Excerpted passage:
Paper summary. OpenCL Caffe: Accelerating and enabling a cross platform machine learning framework
This 2016 paper presents an OpenCL branch/port of the deep learning framework Caffe. More specifically, this branch replaces the CUDA-based backend of Caffe to an open standard OpenCL backend. The software was first located at https://github.com/amd/OpenCL-caffe, then graduated to https://github.com/BVLC/caffe/tree/opencl.
Once we develop a DNN model, we ideally like to be able to deploy it for different applications across multiple platforms (servers, NVDIA GPUs, AMD GPUs, ARM GPUs, or even over smartphones and tablets) with minimum developing efforts. Unfortunately, most of the deep learning frameworks (including Caffe) are integrated with CUDA libraries for running on NVIDIA GPUs, and that limits portability across multiple platforms.
OpenCL helps for portability of heterogenous computing across platforms since it is supported by a variety of commercial chip manufacturers: Altera, AMD, Apple, ARM Holdings, Creative Technology, IBM, Imagination Technologies, Intel, Nvidia, Qualcomm, Samsung, Vivante, Xilinx, ZiiLABS and etc. In order to enable compatibility between different platforms, OpenCL program detects the specific devices and compiles at runtime.

Data segment:
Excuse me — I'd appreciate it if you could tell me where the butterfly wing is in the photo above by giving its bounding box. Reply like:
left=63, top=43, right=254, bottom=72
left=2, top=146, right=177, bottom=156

Given problem 1:
For each statement below, say yes or no as to whether the OpenCL Caffe paper summary supports it, and quote the words of the summary that decide it.
(a) The OpenCL branch swaps Caffe's CUDA-based backend for an OpenCL backend.
(b) The software was first hosted in the BVLC repository.
(c) An OpenCL program is compiled ahead of time for a single fixed device.
Given problem 2: According to the OpenCL Caffe paper summary, what are most deep learning frameworks integrated with that limits their portability across platforms?
Given problem 3: Write the next part of the OpenCL Caffe paper summary, picking up right after its last sentence.

Response 1:
(a) Yes: "this branch replaces the CUDA-based backend of Caffe to an open standard OpenCL backend"
(b) No: "The software was first located at https://github.com/amd/OpenCL-caffe"
(c) No: "OpenCL program detects the specific devices and compiles at runtime"

Response 2: CUDA libraries for running on NVIDIA GPUs.

Response 3:
OpenCL was originally developed by Apple, Inc and later submitted to Khronos Group. It is also supported by many operating systems including Android, FreeBSD, Linux, macOS, Windows.
The paper breaks the OpenCL porting process into two phases. Phase 1 achieves a layerwise porting of 3 layers, namely C++ machine learning interfaces, OpenCL wrappers, and GPU kernels. Layerwise porting means the layers are ported one by one and unit tested by using the originals of the other layers to guarantee correctness and convergence of the DNN algorithm.
After all layers are ported to OpenCL in Phase 1, the Phase 2 focuses on performance optimization. Profiling the OpenCL port in Phase 1 (via the AMD profiling tool, CodeXL, assisted with OpenCL event and printf) demonstrates some big bottlenecks. OpenCL's online compilation frequently calls clBuildProgram to create each GPU kernel: for 100 iterations of Cifar training, there were 63 clBuildProgram calls that took about 68% of the time. Another bottleneck was that the convolutional layers take up most of the computation time. BLAS's performance suffered from irregular tall and skinny matrix sizes from different layers.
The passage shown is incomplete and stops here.